WRITTEN PROBLEM: Repeat every line below exactly as it reads.

* START RECORDS SHOWN *

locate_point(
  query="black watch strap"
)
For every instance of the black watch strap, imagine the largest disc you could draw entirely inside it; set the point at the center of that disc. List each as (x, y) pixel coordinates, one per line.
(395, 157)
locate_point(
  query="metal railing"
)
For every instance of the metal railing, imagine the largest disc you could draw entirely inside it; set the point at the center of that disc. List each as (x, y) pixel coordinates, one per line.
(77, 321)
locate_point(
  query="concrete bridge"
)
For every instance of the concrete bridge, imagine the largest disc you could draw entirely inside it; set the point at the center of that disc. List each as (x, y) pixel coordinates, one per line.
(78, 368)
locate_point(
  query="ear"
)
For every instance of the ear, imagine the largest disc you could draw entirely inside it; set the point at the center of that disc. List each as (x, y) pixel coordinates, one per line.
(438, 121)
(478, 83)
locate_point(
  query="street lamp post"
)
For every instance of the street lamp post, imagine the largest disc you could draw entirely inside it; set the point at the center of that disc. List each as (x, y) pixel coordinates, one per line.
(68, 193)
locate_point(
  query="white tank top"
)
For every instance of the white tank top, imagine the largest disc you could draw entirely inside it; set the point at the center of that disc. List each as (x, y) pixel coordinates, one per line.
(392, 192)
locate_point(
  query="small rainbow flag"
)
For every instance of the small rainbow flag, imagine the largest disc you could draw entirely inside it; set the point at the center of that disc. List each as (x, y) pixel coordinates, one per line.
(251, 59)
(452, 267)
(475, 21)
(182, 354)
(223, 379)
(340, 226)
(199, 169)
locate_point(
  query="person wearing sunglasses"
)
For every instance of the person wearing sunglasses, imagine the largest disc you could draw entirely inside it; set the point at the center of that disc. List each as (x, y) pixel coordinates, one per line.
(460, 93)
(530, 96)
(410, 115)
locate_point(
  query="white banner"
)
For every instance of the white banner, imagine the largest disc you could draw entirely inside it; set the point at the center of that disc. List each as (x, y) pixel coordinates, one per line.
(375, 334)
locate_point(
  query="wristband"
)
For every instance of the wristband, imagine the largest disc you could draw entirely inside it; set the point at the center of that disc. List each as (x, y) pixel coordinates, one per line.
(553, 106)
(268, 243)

* END RECORDS SHOWN *

FINAL RESULT:
locate_point(
  query="black watch strap"
)
For every instance of the black watch strap, imagine the largest disc you could draw entirely inside it; set the point at the center of that disc. List each as (x, y) pixel coordinates, one per line.
(395, 157)
locate_point(
  query="metal railing"
)
For every instance of the metal railing, imagine the largest disc you could draw entirely inside it; set the point at the center of that disc. List each as (x, y) pixel coordinates, one per line.
(77, 321)
locate_point(
  query="concrete bridge"
)
For every instance of the concrete bridge, imagine the largest disc you could draw entirely inside it; set the point at the center of that disc. List each as (x, y) pixel coordinates, one per line.
(78, 368)
locate_point(
  query="ear"
)
For every instance of the ear, imagine the largest disc you could draw entirely inside it; set the point at the center of that disc. List each as (x, y) pixel coordinates, one per line.
(438, 121)
(478, 83)
locate_point(
  query="street lamp post"
)
For every instance of the street lamp post, imagine the largest disc you could draw entirely inside it; set the point at the center of that disc. List each as (x, y) pixel coordinates, one per line.
(68, 193)
locate_point(
  query="white tank top"
)
For every instance of the white tank top, imagine the largest disc you could draw entirely inside it; set the point at the center of that disc. List each as (x, y) pixel coordinates, one per line.
(392, 192)
locate_point(
  query="small rainbow flag"
)
For every instance of the small rainbow flag, imagine the largest disc you could draw entirely inside it; set the point at the center of that disc. List each as (x, y) pixel coordinates, one per line.
(251, 59)
(452, 267)
(475, 21)
(182, 354)
(223, 379)
(340, 226)
(199, 169)
locate_point(
  query="person wearing sunglasses"
)
For every instance of the person wearing sunglasses, imagine the largest disc you could draw entirely inside it; set the point at the center of that disc. List each as (x, y) pixel coordinates, one per line.
(460, 93)
(530, 96)
(410, 115)
locate_point(
  query="white banner"
)
For every instance of the white banner, imagine the largest disc you could draw entirely inside it; set the point at the center of that disc. List each as (x, y) pixel coordinates, one per line.
(375, 334)
locate_point(
  query="wristband"
)
For every instance of the wristband, imagine the largest disc you could draw entirely inside it; set the point at the center of that disc. List each as (x, y) pixel coordinates, one per line.
(553, 106)
(268, 243)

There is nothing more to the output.